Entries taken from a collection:
==========

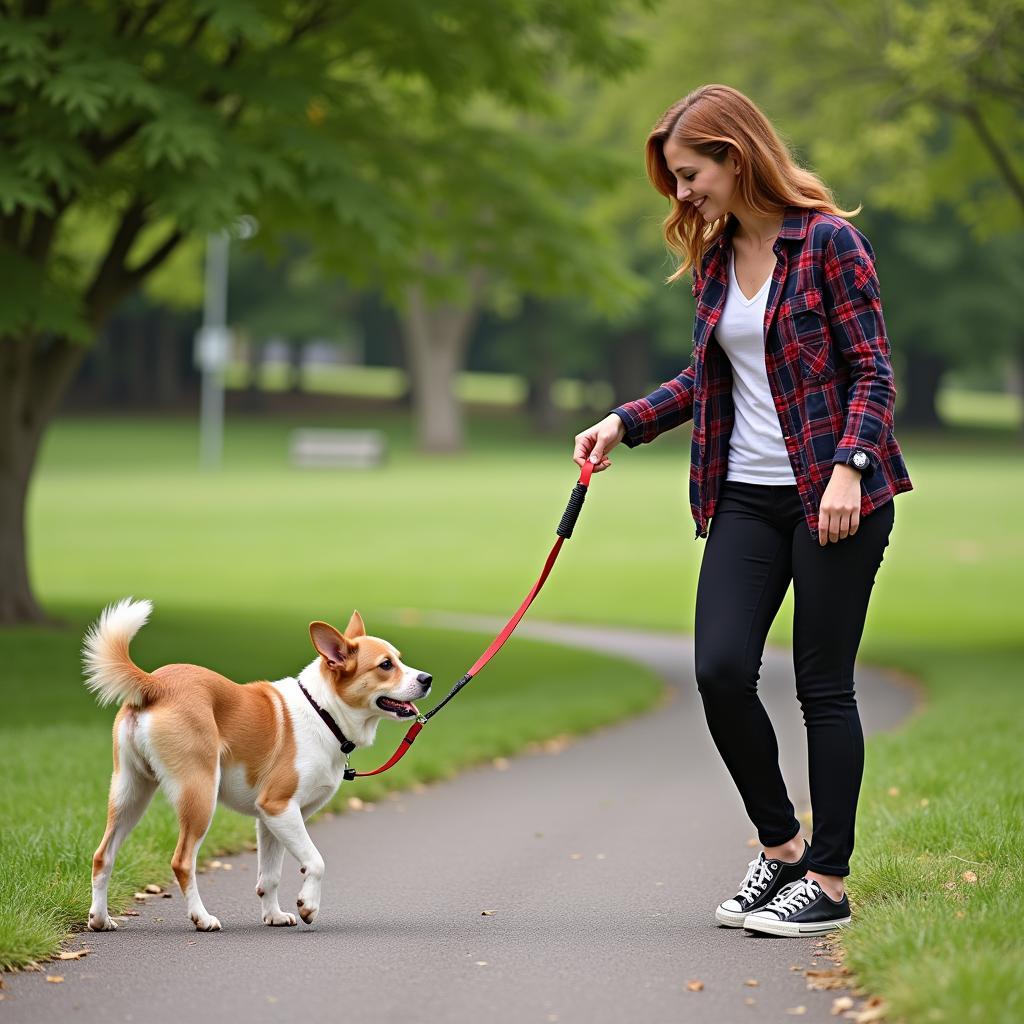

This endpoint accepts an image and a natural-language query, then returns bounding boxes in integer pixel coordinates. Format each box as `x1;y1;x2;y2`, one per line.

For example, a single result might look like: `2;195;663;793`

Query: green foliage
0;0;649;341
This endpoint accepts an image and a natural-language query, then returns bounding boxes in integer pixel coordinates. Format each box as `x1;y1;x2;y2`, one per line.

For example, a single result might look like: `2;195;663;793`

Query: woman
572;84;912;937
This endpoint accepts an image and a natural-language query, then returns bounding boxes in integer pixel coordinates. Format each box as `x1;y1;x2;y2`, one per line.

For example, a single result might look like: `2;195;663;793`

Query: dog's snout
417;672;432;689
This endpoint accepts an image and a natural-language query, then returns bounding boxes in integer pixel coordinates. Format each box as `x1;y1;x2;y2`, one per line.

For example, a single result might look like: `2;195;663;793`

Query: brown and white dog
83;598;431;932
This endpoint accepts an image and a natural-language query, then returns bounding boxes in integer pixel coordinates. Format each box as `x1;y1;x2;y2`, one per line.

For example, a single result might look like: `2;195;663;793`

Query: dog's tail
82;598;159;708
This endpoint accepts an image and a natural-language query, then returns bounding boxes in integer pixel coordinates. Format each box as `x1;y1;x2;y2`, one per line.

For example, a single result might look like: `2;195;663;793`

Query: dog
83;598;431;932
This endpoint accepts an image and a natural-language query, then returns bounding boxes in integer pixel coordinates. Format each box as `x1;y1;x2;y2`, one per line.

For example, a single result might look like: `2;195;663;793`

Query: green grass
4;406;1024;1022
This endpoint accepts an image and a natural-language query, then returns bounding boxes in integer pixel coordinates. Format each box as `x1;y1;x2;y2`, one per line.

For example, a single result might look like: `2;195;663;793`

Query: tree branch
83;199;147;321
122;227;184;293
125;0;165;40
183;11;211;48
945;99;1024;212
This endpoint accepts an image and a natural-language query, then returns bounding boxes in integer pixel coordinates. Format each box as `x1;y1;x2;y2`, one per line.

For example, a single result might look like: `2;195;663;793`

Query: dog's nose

==========

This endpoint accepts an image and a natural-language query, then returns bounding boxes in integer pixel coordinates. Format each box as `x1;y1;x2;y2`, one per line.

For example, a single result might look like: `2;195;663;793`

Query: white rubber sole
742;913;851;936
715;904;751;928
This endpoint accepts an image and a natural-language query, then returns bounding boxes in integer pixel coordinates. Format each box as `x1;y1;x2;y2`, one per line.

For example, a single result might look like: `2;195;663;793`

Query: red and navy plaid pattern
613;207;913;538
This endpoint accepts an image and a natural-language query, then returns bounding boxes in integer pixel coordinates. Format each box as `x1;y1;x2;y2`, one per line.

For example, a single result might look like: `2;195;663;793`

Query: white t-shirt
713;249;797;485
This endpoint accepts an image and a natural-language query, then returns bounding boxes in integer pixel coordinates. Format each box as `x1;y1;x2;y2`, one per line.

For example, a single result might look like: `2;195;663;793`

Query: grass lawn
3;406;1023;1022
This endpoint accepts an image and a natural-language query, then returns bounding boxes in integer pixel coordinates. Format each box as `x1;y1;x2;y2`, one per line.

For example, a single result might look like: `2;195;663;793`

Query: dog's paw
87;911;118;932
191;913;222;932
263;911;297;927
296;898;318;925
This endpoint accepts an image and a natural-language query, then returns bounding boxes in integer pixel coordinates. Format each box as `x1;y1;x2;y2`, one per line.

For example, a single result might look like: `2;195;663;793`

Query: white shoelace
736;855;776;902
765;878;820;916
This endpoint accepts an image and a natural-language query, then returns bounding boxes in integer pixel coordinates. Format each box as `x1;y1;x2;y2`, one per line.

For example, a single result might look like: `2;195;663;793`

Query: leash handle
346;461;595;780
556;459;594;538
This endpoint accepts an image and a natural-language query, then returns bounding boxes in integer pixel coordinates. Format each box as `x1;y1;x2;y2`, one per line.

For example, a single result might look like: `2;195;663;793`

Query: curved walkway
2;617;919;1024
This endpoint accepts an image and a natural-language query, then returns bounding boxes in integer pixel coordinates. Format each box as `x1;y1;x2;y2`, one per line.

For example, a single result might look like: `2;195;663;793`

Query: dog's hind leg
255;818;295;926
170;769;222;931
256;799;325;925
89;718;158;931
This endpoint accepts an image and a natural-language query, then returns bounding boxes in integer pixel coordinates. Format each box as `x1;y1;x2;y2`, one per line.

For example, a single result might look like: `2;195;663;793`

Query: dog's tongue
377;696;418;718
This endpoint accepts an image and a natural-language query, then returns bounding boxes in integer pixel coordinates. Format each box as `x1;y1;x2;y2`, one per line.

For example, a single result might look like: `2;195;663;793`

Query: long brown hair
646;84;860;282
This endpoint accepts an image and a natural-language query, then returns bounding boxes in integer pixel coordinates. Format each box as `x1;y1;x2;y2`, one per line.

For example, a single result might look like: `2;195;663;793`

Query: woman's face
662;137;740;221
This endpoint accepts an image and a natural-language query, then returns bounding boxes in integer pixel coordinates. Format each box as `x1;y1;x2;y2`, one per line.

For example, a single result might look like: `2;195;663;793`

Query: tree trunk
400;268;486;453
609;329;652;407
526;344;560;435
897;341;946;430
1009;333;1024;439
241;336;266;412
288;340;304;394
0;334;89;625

==========

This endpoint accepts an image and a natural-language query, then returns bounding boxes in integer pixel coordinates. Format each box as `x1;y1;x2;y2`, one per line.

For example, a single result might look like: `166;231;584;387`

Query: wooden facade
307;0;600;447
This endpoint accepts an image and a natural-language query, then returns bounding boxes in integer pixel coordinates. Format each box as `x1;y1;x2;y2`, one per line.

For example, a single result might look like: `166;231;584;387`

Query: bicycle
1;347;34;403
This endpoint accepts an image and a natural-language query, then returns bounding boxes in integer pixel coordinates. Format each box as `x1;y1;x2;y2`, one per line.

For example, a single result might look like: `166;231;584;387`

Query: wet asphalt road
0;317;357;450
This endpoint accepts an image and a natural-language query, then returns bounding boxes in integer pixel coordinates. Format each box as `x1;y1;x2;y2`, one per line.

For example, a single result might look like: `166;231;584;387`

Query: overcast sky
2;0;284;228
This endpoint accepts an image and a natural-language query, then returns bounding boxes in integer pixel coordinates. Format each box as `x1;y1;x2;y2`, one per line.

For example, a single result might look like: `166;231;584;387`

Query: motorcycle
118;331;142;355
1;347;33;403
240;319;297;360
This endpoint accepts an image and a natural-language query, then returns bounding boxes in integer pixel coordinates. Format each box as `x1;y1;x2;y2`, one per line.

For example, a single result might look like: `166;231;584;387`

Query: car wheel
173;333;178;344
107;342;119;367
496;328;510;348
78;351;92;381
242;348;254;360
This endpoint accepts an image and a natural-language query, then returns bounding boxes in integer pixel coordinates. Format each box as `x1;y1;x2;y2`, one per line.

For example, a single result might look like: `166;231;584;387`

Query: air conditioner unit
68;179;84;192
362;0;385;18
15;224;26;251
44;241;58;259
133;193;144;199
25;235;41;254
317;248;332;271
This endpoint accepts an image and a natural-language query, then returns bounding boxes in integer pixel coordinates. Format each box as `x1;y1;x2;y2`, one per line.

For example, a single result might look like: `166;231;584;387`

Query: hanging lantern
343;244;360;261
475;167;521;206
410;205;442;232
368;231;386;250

==========

:: WORK REQUIRED ::
Retype exactly, and only, the lines above from the one where "Query: green grass" occurs up to and including the one where "Query: dog's nose" occurs.

:: WRITTEN SOLUTION ::
Query: green grass
4;406;1024;1022
This endpoint accepts an image and a natural-language query, then returns bounding boxes in integer pixel coordinates. Format each box as `x1;y1;x2;y2`, one per line.

For example, a single result might look like: `2;195;663;793`

Query: tree branch
83;199;147;321
122;227;184;293
125;0;165;40
183;11;211;48
945;99;1024;212
This endpoint accepts an image and a natural-language query, then returns bounding boxes in integer pixel coordinates. Format each box as `x1;y1;x2;y2`, one per line.

For example, a single result might look like: `2;195;663;793`

Query: dog's nose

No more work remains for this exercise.